**What to do**: Nothing in the records should change; write them all out again.

**Available data**:
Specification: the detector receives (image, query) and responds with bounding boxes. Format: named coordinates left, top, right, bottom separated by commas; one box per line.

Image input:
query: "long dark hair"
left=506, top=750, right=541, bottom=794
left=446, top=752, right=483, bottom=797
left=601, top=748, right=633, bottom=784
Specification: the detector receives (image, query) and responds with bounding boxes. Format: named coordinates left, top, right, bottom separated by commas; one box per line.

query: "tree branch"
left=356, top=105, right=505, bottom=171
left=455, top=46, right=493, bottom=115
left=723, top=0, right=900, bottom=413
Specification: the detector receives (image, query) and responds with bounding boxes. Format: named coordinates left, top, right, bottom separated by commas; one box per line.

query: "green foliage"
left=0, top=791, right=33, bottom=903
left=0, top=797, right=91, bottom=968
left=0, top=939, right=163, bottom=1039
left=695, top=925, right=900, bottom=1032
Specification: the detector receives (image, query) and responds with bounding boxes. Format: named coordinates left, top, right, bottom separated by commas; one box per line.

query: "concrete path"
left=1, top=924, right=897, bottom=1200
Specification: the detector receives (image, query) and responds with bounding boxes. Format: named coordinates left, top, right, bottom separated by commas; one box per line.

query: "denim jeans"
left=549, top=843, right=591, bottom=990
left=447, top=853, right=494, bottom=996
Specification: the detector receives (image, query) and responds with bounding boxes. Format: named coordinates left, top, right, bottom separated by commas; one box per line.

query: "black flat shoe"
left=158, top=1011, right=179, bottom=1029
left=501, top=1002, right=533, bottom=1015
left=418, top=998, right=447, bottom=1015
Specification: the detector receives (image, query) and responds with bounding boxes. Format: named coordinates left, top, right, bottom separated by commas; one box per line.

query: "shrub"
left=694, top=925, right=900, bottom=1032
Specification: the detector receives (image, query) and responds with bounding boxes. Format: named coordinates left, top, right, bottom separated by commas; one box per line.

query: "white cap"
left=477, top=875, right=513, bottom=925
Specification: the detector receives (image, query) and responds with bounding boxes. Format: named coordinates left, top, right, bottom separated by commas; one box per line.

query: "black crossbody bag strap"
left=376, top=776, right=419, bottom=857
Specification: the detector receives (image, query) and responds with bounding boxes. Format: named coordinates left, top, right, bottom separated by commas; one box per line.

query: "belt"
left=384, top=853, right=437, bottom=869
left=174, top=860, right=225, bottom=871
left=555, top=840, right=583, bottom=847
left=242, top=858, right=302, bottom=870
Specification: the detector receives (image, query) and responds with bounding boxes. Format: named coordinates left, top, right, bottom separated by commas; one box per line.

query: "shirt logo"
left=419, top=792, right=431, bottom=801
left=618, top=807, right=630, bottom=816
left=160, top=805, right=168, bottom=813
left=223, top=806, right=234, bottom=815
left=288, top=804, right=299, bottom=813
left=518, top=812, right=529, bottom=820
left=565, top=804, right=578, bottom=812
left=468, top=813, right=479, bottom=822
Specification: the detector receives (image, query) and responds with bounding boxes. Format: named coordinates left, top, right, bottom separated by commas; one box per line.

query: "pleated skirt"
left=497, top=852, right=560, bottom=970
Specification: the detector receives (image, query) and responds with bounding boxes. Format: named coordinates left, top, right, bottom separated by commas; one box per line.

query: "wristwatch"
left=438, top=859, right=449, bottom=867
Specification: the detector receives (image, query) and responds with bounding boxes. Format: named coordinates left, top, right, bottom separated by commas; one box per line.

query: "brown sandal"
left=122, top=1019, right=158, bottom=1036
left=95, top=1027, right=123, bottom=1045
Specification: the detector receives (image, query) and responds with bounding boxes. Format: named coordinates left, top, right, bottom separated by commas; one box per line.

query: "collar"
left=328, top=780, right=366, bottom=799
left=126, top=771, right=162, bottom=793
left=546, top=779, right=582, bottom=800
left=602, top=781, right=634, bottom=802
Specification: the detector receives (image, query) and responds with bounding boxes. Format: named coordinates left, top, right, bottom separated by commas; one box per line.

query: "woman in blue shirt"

**Written solution**:
Specification: the detector receives (image, query) and responds with bounding boxes. Format: named coordinates left, top, right, bottom separated by commas; one box per line.

Image input:
query: "long dark hair"
left=506, top=750, right=541, bottom=794
left=446, top=752, right=483, bottom=797
left=601, top=748, right=633, bottom=784
Specification: the detector receives (image, query) and responds with bounding boxes. Format: named coordinates left, top, right, bottom separated by commas; one box per line.

query: "tree branch"
left=356, top=105, right=505, bottom=171
left=455, top=46, right=493, bottom=115
left=723, top=0, right=900, bottom=413
Specification: the detector receives (image, query) and responds with bounding boxes. Format: named coordinates left, top, right, bottom separated by commas; one box per line.

query: "green foliage"
left=0, top=791, right=33, bottom=903
left=0, top=797, right=91, bottom=968
left=0, top=939, right=163, bottom=1039
left=695, top=925, right=900, bottom=1032
Specification: the detector receives (image, query) and responds with bounding boxes. Format: named coordinates left, top, right, bottom separated by commas; one box per line.

query: "concrete path"
left=1, top=924, right=897, bottom=1200
Specification: the detector receives (image, query) and responds with bounding boxes. Format: named coordinates left, top, right, bottom separated by commas; one box per line.

query: "denim jeans"
left=549, top=843, right=591, bottom=990
left=447, top=853, right=494, bottom=996
Specification: the detector receives (image, query) and responds with bounding boxes. Format: named coordinates left, top, right, bottom separated by commas; one box per line.

query: "black flat shoe"
left=158, top=1011, right=179, bottom=1029
left=501, top=1002, right=533, bottom=1015
left=418, top=998, right=447, bottom=1015
Specification: the detector receives (image, query) and responds with bounding boxes. Format: named coordinates left, top, right, bottom separated by commas; one box per line.

query: "shrub"
left=694, top=925, right=900, bottom=1032
Specification: the detector receives (image, query) and responds with bounding boxes. Format: named coordinates left, top, right, bottom separated by commas; one box per line.

query: "white cap"
left=477, top=875, right=513, bottom=925
Specification: the detector receives (image, query) and responds with bounding boxes. Format: named coordinates left, top, right, bottom separated by commas; one box per line.

query: "black crossbody bag strap"
left=376, top=776, right=419, bottom=857
Specification: the detector receives (image, query) and responds with bounding boxes. Format: named coordinates left, top, right, bottom separated by commas; one box per line.

query: "belt"
left=384, top=853, right=437, bottom=869
left=174, top=860, right=225, bottom=871
left=555, top=840, right=583, bottom=847
left=242, top=858, right=302, bottom=870
Specification: the detector receives (image, query) and responds with bounding boxes. Format: named coordinates left, top, right, bottom separated by commas; one box per line.

query: "shirt logo"
left=419, top=792, right=431, bottom=801
left=618, top=807, right=630, bottom=816
left=160, top=805, right=168, bottom=813
left=223, top=806, right=234, bottom=815
left=288, top=804, right=299, bottom=813
left=518, top=812, right=529, bottom=820
left=565, top=804, right=578, bottom=812
left=468, top=813, right=479, bottom=822
Specification: the detector receives (image, query) and responds with bounding boxes. Format: named coordinates left, top, right, bottom separated by commas; one box per line.

query: "pleated skirt"
left=497, top=852, right=560, bottom=970
Specification: the detector receives (image, query) and responds with bounding boxes. Format: named coordinates left, top, right, bottom separated by commas; one box per line.

query: "wristwatch"
left=438, top=859, right=449, bottom=867
Specification: the detector receives (image, query) and responds with bounding boxes. Format: named coordinates left, top, right, bottom separated by commas; one box per line.

query: "brown sandal"
left=122, top=1019, right=158, bottom=1036
left=95, top=1027, right=123, bottom=1045
Specification: the detector receives (image, query) and responds with bounding boxes. Format: named coordinates left, top, right, bottom separated by commas; one box per line.

query: "collar"
left=328, top=780, right=366, bottom=799
left=126, top=771, right=162, bottom=793
left=546, top=779, right=582, bottom=800
left=602, top=781, right=634, bottom=802
Specification: the detector receives (image, query) and responds with bounding boxes. Format: named coordinates left, top, right, bottom separated by commas; one box per line.

query: "woman in blue shirt"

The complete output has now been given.